Every record below needs to be printed again exactly.

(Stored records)
__________

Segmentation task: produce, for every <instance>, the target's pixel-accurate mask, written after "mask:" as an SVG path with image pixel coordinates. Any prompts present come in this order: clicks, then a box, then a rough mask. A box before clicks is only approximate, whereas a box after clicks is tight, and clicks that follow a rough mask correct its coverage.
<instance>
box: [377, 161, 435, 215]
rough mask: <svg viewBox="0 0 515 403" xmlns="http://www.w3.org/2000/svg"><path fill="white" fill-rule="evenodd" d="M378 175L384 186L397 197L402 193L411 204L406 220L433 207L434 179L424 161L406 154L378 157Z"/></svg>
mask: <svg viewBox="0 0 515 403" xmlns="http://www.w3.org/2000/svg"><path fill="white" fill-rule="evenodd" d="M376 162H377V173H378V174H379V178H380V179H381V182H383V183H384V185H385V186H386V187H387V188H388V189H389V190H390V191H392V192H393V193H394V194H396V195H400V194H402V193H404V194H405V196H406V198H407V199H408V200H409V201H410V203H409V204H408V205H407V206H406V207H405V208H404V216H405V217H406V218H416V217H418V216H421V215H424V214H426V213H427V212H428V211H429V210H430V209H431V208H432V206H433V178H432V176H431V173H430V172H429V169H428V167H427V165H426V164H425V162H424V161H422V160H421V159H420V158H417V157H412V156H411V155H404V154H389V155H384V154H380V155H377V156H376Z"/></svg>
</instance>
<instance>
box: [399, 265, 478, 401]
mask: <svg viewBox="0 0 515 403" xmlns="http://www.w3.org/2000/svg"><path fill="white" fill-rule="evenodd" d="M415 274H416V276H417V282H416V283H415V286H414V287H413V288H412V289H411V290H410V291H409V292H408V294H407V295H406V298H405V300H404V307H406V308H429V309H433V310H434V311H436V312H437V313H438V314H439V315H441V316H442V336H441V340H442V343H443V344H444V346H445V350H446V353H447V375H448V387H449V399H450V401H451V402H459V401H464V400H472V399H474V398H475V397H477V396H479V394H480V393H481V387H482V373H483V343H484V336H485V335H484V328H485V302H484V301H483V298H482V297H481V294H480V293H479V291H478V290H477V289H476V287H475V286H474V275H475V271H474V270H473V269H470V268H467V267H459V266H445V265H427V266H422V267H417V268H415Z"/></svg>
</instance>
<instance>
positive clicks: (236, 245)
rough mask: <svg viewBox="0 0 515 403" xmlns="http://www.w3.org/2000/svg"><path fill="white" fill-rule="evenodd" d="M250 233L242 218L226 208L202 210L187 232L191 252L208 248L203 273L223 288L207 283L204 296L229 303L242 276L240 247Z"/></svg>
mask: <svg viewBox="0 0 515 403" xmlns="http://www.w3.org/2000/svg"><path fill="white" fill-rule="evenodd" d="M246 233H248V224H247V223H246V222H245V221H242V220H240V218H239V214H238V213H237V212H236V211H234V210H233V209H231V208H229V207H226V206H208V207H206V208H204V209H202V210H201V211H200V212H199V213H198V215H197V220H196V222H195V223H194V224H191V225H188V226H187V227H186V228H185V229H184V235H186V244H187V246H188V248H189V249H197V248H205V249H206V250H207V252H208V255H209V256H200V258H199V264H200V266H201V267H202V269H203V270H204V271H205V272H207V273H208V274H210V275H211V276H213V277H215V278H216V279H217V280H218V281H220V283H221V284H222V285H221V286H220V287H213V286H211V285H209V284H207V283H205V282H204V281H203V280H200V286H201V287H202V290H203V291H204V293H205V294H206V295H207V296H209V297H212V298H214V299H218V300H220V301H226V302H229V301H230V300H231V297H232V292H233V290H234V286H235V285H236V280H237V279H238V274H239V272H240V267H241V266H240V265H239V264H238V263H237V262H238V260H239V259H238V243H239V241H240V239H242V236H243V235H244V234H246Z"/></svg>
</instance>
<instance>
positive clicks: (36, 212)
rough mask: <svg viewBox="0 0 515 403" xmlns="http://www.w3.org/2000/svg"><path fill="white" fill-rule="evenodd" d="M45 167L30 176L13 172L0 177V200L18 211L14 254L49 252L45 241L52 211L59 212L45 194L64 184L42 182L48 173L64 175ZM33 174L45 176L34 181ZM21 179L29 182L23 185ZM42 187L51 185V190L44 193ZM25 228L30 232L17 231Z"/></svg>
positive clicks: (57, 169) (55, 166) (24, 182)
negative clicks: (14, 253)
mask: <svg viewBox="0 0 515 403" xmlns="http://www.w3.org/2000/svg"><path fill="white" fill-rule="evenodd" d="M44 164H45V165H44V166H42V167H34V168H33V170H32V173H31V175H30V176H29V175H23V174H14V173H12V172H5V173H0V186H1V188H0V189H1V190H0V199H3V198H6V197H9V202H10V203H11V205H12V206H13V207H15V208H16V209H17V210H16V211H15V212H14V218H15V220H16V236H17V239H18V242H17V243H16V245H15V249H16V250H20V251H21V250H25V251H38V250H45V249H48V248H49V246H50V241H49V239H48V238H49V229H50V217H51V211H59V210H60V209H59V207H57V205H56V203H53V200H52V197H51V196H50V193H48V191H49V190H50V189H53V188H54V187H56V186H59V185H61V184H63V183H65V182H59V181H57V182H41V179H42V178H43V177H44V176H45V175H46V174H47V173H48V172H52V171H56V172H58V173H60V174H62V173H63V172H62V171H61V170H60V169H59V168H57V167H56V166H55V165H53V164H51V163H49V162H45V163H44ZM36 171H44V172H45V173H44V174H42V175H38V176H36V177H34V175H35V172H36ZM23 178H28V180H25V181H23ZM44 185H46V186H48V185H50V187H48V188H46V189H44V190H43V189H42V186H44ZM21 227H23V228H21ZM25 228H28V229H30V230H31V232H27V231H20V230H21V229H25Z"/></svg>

__________

ANSWER SPACE ▸
Segmentation task: produce, for every <instance>, the target's pixel-accurate mask, written after "mask:" as an SVG path with image pixel coordinates. Any prompts present come in this order: clicks, then a box, then a rough mask. A box before clicks is only approximate, whereas a box after clicks is tight, and clicks that follow a rough mask correct its coverage.
<instance>
box: [377, 161, 435, 215]
rough mask: <svg viewBox="0 0 515 403" xmlns="http://www.w3.org/2000/svg"><path fill="white" fill-rule="evenodd" d="M378 175L384 186L397 197L402 193L411 204L406 220L433 207L434 179L424 161L406 154L378 157Z"/></svg>
mask: <svg viewBox="0 0 515 403" xmlns="http://www.w3.org/2000/svg"><path fill="white" fill-rule="evenodd" d="M376 162H377V173H378V174H379V178H380V179H381V182H383V183H384V185H385V186H386V187H387V188H388V189H389V190H390V191H392V192H393V193H394V194H396V195H400V194H402V193H404V194H405V196H406V198H407V199H408V200H409V201H410V203H409V204H408V205H407V206H406V207H405V208H404V216H405V217H406V218H416V217H418V216H421V215H424V214H426V213H427V212H428V211H429V210H430V209H431V208H432V206H433V178H432V176H431V173H430V172H429V169H428V167H427V165H426V164H425V162H424V161H422V160H421V159H420V158H417V157H412V156H411V155H404V154H389V155H384V154H380V155H377V156H376Z"/></svg>
</instance>
<instance>
box: [399, 265, 478, 401]
mask: <svg viewBox="0 0 515 403" xmlns="http://www.w3.org/2000/svg"><path fill="white" fill-rule="evenodd" d="M415 274H416V276H417V282H416V283H415V286H414V287H413V288H412V289H411V290H410V291H409V292H408V294H407V295H406V298H405V300H404V307H406V308H429V309H433V310H434V311H436V312H437V313H438V314H439V315H441V316H442V336H441V340H442V343H443V344H444V346H445V350H446V353H447V375H448V387H449V399H450V401H451V402H459V401H464V400H472V399H474V398H475V397H477V396H479V394H480V393H481V387H482V373H483V343H484V336H485V335H484V328H485V302H484V301H483V298H482V297H481V294H480V293H479V291H478V290H477V289H476V287H475V286H474V275H475V271H474V270H473V269H470V268H467V267H459V266H445V265H427V266H422V267H417V268H415Z"/></svg>
</instance>
<instance>
positive clicks: (236, 245)
rough mask: <svg viewBox="0 0 515 403" xmlns="http://www.w3.org/2000/svg"><path fill="white" fill-rule="evenodd" d="M250 233L242 218L226 208L202 210L187 232L191 252L208 248L203 273L223 288L207 283L204 296L229 303L242 276L240 247Z"/></svg>
mask: <svg viewBox="0 0 515 403" xmlns="http://www.w3.org/2000/svg"><path fill="white" fill-rule="evenodd" d="M246 233H248V224H247V223H246V222H245V221H242V220H240V218H239V214H238V213H237V212H236V211H234V210H233V209H231V208H229V207H226V206H208V207H206V208H204V209H202V210H201V211H200V212H199V213H198V215H197V220H196V222H195V223H194V224H191V225H188V226H187V227H186V228H185V229H184V235H186V244H187V246H188V248H189V249H197V248H205V249H206V250H207V252H208V255H209V256H200V258H199V264H200V266H201V267H202V269H203V270H204V271H205V272H207V273H208V274H210V275H211V276H213V277H215V278H216V279H217V280H218V281H220V283H221V284H222V285H221V286H220V287H213V286H211V285H209V284H207V283H205V282H204V281H203V280H200V286H201V287H202V290H203V291H204V293H205V294H206V295H207V296H209V297H212V298H214V299H218V300H220V301H226V302H229V301H230V300H231V297H232V292H233V290H234V286H235V285H236V280H237V279H238V274H239V272H240V267H241V266H240V265H239V264H238V263H237V262H238V260H239V259H238V243H239V241H240V239H242V236H243V235H244V234H246Z"/></svg>
</instance>
<instance>
positive clicks: (36, 212)
rough mask: <svg viewBox="0 0 515 403" xmlns="http://www.w3.org/2000/svg"><path fill="white" fill-rule="evenodd" d="M45 167L30 176L13 172L0 177V200L18 211L14 254L49 252L45 241L52 211L59 212L45 194L64 184L42 182L48 173L64 175ZM33 174L45 176L34 181ZM21 179L29 182L23 185ZM42 187L51 185V190L44 193ZM25 228L30 232L17 231Z"/></svg>
positive clicks: (57, 169) (55, 166) (24, 182)
negative clicks: (14, 253)
mask: <svg viewBox="0 0 515 403" xmlns="http://www.w3.org/2000/svg"><path fill="white" fill-rule="evenodd" d="M44 164H45V165H44V166H42V167H34V168H33V170H32V173H31V175H30V176H29V175H23V174H14V173H12V172H5V173H0V186H1V188H0V189H1V190H0V199H3V198H6V197H9V202H10V203H11V205H12V206H13V207H15V208H16V209H17V210H16V211H15V212H14V218H15V220H16V236H17V239H18V242H17V243H16V245H15V249H16V250H20V251H21V250H25V251H38V250H45V249H48V248H49V246H50V241H49V239H48V238H49V229H50V217H51V211H59V210H60V209H59V207H57V205H56V203H53V200H52V197H51V196H50V193H48V191H49V190H50V189H53V188H54V187H56V186H59V185H61V184H63V183H65V182H59V181H57V182H41V179H42V178H43V177H44V176H45V175H46V174H47V173H48V172H52V171H56V172H58V173H60V174H62V173H63V172H62V171H61V170H60V169H59V168H57V167H56V166H55V165H53V164H51V163H49V162H45V163H44ZM36 171H44V172H45V173H44V174H42V175H38V176H36V177H34V175H35V172H36ZM23 178H28V180H25V181H23ZM44 185H46V186H48V185H50V187H48V188H46V189H44V190H43V189H42V186H44ZM21 227H23V228H21ZM25 228H28V229H30V230H31V232H27V231H20V230H21V229H25Z"/></svg>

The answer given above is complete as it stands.